## Problem statement
Nothing in the data should be altered when it is repeated in full.

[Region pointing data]
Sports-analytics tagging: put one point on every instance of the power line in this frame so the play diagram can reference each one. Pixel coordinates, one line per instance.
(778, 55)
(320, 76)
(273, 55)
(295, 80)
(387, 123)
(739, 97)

## Solution
Sports-analytics tagging: put one point on every instance of the power line in this frame so the play diagram can reference each one. Pixel coordinates, one line per instance.
(778, 55)
(320, 76)
(273, 55)
(295, 80)
(387, 123)
(739, 97)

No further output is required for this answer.